* GIVEN RECORDS *
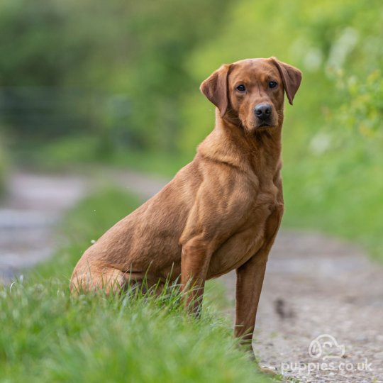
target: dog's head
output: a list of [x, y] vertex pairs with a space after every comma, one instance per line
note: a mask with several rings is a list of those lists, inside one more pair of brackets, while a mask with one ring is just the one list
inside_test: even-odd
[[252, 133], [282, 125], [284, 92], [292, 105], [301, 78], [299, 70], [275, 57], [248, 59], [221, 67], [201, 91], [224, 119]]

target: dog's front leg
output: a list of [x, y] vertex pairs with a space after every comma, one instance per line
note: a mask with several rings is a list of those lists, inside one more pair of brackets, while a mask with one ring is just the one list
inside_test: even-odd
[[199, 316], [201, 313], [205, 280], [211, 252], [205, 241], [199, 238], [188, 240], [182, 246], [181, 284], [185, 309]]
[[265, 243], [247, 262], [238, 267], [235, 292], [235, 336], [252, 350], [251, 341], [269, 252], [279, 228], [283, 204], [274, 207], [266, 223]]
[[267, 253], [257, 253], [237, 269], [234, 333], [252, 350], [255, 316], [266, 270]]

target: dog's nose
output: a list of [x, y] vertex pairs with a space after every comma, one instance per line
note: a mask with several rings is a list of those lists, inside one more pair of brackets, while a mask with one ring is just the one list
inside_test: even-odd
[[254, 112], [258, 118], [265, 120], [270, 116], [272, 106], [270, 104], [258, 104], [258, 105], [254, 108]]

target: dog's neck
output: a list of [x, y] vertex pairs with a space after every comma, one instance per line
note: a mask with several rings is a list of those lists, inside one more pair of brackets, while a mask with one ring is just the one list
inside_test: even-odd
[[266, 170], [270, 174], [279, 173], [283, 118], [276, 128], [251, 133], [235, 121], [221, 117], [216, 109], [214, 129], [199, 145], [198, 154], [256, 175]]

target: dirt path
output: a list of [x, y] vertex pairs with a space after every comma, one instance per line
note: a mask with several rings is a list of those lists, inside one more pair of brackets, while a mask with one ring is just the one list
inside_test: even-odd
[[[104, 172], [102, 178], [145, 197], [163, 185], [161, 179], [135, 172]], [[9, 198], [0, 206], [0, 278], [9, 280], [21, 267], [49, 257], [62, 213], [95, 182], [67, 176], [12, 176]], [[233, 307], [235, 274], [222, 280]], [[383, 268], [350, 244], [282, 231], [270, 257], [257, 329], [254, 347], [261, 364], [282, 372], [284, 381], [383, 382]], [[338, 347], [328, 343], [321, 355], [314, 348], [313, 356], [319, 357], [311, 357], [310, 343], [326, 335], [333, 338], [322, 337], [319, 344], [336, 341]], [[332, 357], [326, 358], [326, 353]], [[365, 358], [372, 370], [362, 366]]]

* INSTRUCTION *
Rescale the entries from the start through the line containing "154], [256, 175]]", both ends included, and write every line again. Multiply each vertex coordinate in the outlines by 2.35, round to whole numbers with halves going up, and leave the pictures out.

* TASK RESULT *
target: dog's head
output: a list of [x, y] vertex pairs with a space after every comma, one instance per line
note: a mask with several rings is a list of those lists, inside one more pair of brackets, while a mask with one ring is just the one list
inside_test: even-odd
[[592, 313], [663, 294], [667, 216], [686, 247], [707, 183], [703, 165], [646, 134], [583, 139], [519, 157], [472, 214], [526, 280]]

target: dog's front leg
output: a list of [x, y] vertex pairs with a space after every comma, one instance per line
note: a mask with several rings is a list of those lists, inside one more pair of brackets, while a mask with one ring is just the one list
inside_test: even-odd
[[468, 743], [472, 736], [482, 658], [496, 592], [482, 566], [468, 559], [442, 564], [428, 578], [425, 667], [435, 726]]
[[623, 571], [580, 616], [559, 627], [552, 686], [552, 790], [592, 823], [590, 801], [632, 592], [656, 536], [665, 479], [644, 486], [625, 524]]
[[627, 595], [604, 595], [557, 632], [550, 783], [592, 823], [599, 743], [625, 635]]

target: dog's nose
output: a list of [x, y] vertex pairs with a space after every comma, one instance per line
note: a mask with several rings is a list of those lists, inside one more pair of brackets, while a mask with one ring is just the one list
inside_test: even-odd
[[597, 263], [606, 277], [623, 282], [635, 273], [639, 249], [635, 244], [606, 244], [606, 247], [597, 254]]

target: dog's neck
output: a list of [x, y] vertex pairs with a space after every comma, one instance per line
note: a mask with several rings is a list of those lists, inside one more pair of brackets, while a mask with one ring is just the one list
inside_test: even-odd
[[625, 400], [635, 409], [656, 407], [665, 277], [649, 301], [590, 313], [552, 284], [519, 275], [508, 256], [503, 303], [468, 341], [465, 362], [602, 411]]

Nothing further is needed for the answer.